Rows taken from a dataset

◆ ◆ ◆ ◆

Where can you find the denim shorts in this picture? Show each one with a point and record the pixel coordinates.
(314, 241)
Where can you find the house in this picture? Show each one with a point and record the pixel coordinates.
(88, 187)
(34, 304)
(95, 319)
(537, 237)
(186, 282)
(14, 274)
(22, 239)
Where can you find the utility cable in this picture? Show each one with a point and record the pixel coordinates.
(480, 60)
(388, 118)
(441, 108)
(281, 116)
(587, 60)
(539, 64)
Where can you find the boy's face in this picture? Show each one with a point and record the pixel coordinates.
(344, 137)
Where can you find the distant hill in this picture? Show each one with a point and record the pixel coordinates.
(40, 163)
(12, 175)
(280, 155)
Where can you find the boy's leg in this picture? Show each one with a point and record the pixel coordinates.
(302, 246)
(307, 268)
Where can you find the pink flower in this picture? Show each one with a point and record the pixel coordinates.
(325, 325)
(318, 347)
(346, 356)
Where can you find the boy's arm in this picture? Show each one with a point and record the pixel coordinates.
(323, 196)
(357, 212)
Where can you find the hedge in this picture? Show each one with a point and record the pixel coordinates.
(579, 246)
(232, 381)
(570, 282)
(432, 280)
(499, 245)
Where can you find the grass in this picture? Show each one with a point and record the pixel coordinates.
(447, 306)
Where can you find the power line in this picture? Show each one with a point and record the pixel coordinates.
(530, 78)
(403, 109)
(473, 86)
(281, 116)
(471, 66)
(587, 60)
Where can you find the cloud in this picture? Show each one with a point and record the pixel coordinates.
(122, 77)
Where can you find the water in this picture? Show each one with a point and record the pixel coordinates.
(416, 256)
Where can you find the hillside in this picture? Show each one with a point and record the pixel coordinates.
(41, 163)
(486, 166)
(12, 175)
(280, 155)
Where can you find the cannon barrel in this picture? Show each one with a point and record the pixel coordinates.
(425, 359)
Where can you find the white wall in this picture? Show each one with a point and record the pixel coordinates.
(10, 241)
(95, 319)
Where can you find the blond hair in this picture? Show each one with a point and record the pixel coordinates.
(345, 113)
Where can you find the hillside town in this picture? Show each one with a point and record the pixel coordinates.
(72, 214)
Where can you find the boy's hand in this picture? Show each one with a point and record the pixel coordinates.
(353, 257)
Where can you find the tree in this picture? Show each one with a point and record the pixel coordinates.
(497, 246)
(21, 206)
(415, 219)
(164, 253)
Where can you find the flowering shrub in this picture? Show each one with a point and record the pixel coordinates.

◆ ◆ ◆ ◆

**EXERCISE**: Quote every one of the records above word for word, leaving no line altered or omitted.

**TASK SOLUTION**:
Where can you find the denim shorts in this picture? Show each one with a point and record the pixel coordinates.
(314, 241)
Where can you find the house in this picture? Show each one with a point and record the pixel coordinates.
(88, 187)
(34, 304)
(95, 319)
(537, 237)
(186, 282)
(14, 274)
(22, 239)
Where can you find the utility cable in this picture? Show each one with a point and record the pixel coordinates.
(480, 60)
(388, 118)
(441, 108)
(281, 116)
(587, 60)
(539, 64)
Where can you find the boy's face in this picture? Show each one with a point and record the pixel coordinates.
(344, 137)
Where can you find the distant hill in this picture? Show each one with a point and record the pixel coordinates.
(40, 163)
(12, 175)
(280, 155)
Where can you find the boy's leg in this picture? Show each one with a point and record the pixel coordinates.
(302, 246)
(307, 268)
Where can you find the pink flower in this picture? Show each one with a point and record the pixel coordinates.
(325, 325)
(318, 347)
(346, 356)
Where can you find the boy's arm in this picture? Show each one with a point and record the pixel coordinates.
(323, 196)
(357, 212)
Where can you find the hedge in this picture? Show each one with a point and record the pixel coordinates.
(579, 246)
(232, 381)
(570, 282)
(432, 280)
(499, 245)
Where can you find the grass in this picture? Show each one with a point and record the pixel coordinates.
(447, 306)
Where can you find the power line in this picture? Show each one with a point and record the pixel coordinates.
(530, 78)
(403, 109)
(473, 86)
(281, 116)
(471, 66)
(587, 60)
Where can you find the cloud in this picture? Show each one with a point and record the pixel coordinates.
(122, 77)
Where can you find the water in this picture? Show each one with a point and record the pixel coordinates.
(416, 256)
Where can you find the hillside in this picture? Show each one with a point and record the pixel coordinates.
(41, 163)
(486, 166)
(12, 175)
(280, 155)
Where can you find the cannon barrel in this picture? Show each one with a point and record the pixel coordinates.
(425, 359)
Where can you find the white wall in this picture? Show each one with a point and record the pixel coordinates.
(10, 241)
(95, 319)
Where can you find the blond hair in this picture? Show each one with a point and record the pixel coordinates.
(345, 113)
Where can you find the hillside town in this picture? Show each one with a point and record the pixel coordinates.
(72, 214)
Where can you find the boy's hand in this picture? Show each one with a point and record the pixel coordinates.
(353, 257)
Where can you find the tree in this picture? Show each one with a point and record the pixel coordinates.
(497, 246)
(21, 206)
(415, 219)
(164, 253)
Where can you find the flowering shrub in this picture? Show each one with a point and record the pixel coordinates.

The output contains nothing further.